Recorded data

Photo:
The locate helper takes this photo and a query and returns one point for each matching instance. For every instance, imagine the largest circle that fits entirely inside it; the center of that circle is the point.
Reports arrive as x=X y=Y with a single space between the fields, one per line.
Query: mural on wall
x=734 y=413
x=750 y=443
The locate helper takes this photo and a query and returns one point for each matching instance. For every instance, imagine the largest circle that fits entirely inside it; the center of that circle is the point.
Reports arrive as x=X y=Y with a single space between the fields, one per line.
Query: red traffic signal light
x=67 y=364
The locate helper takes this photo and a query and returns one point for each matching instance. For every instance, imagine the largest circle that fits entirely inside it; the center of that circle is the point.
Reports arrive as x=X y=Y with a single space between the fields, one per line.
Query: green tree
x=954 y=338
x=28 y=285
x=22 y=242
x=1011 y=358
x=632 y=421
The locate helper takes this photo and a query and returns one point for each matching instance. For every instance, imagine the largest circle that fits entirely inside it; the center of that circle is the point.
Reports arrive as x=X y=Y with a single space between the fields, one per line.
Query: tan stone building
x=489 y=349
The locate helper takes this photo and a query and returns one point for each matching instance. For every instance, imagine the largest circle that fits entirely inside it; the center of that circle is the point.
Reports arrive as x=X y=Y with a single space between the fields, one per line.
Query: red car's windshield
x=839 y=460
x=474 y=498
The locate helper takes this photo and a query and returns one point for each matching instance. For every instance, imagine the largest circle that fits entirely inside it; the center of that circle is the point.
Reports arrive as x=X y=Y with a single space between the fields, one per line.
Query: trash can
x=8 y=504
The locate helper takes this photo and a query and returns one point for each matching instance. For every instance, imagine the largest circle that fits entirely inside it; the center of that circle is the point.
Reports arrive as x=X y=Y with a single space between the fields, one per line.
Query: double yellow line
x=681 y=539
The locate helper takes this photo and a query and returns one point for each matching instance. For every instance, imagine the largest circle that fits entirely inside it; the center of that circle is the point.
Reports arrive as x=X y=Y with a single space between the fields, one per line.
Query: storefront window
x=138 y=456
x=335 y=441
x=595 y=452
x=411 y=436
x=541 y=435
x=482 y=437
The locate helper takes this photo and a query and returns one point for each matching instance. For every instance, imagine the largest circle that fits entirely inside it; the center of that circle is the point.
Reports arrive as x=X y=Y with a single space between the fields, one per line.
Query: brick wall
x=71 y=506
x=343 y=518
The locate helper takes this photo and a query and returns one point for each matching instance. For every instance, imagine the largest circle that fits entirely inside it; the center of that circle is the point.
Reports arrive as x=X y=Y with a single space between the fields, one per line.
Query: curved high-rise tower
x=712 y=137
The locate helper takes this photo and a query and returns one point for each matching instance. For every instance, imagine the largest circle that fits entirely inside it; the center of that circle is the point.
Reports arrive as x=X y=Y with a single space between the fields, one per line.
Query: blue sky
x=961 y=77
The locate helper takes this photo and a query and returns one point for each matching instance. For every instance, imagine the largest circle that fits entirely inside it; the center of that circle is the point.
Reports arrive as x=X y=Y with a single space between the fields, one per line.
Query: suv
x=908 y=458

Task goal
Please echo all of the lines above word for word.

Completed exercise
Photo:
The locate helper takes this photo and a query and returns one point for each matching instance. For every instance, imagine the largest circle that fits entirely inside it; the center of that circle is the point.
Reports arrive as x=X y=Y with a single space between the fields, one per line.
Query: mural on wall
x=734 y=413
x=750 y=443
The locate helper takes this photo and a query and returns one point for each matching instance. For every instance, imagine the largest circle that fits entirely inside it; the center of that circle is the point.
Reports arrive as x=X y=Y with a single space between the fields, one per line.
Query: red traffic signal light
x=67 y=364
The locate helper takes this photo and a query and returns one point for each matching instance. For every instance, imagine the largest circle that fits entirely inside it; the center of that circle is the point.
Reports arrive as x=X y=Y with a single space between the fields, one per line.
Query: green tree
x=954 y=338
x=28 y=285
x=22 y=242
x=1011 y=358
x=632 y=421
The locate helper takes this photo and a query and returns one point for each matching instance. For every instance, imagine the largest circle that fits entirely inside it; the center of that circle is the point.
Reports arrive as x=X y=Y with a single space between the fields, one per line.
Query: tan stone building
x=489 y=349
The locate helper takes this photo and a query and returns one point for each matching instance. For every instance, imagine the largest circle that fits entirely inside it; the center of that circle is the point.
Reports arrive as x=X y=Y with a single space between the fields, one per line.
Query: red car's windshield
x=839 y=460
x=474 y=498
The locate helper takes this photo and a query and returns one point for each matching instance. For every instance, imagine the largest circle that fits entirely inside it; the center of that circle is the point.
Reports arrive as x=X y=Y with a single space between the fields, one per line.
Query: trash can
x=8 y=504
The locate helper takes this photo and a query and returns one point for each matching instance. For every instance, imagine the largest circle that fits entirely inside it; the center of that circle is the point.
Reports arrive as x=X y=Y with a single space between the fields, one per line.
Query: double yellow line
x=681 y=539
The locate helper takes this photo and a query and returns one point for each matching instance. For every instance, imagine the largest circle that fits entirely inside it; the center of that circle is the point.
Reports arrive as x=X y=Y with a single space between the fields, one per line.
Query: storefront window
x=138 y=456
x=335 y=441
x=595 y=452
x=411 y=436
x=541 y=435
x=482 y=437
The locate helper takes this photo and a query and returns one point for each matching instance. For every instance, imagine the largest circle that fits entirely inside it; the center of that circle is the point.
Reports arrive as x=X y=Y with a single space between the fields, one per line.
Query: brick wall
x=71 y=506
x=343 y=518
The locate helper takes this photo and a query and returns one point for each matching instance. For every instance, imagine the largest circle that fits entirely inside it; the center of that circle is the point.
Reports arrive as x=X y=Y with a single space between the fields, one per line.
Query: curved high-rise tower
x=712 y=137
The locate helper takes this photo and a query and returns one point for each matching instance. For every instance, imagine the largest circle that fits entirely inside it; the center of that circle is the point.
Reports arrive as x=X y=Y with a single space between the fields, one per line.
Query: blue sky
x=961 y=77
The locate helper takes this photo and a query and returns one point for each matching instance. For every instance, imagine the largest circle that fits entirely inside it; the center of that circle is the point.
Reports arrive as x=X y=Y with a single space between the fields, one per line.
Query: suv
x=908 y=458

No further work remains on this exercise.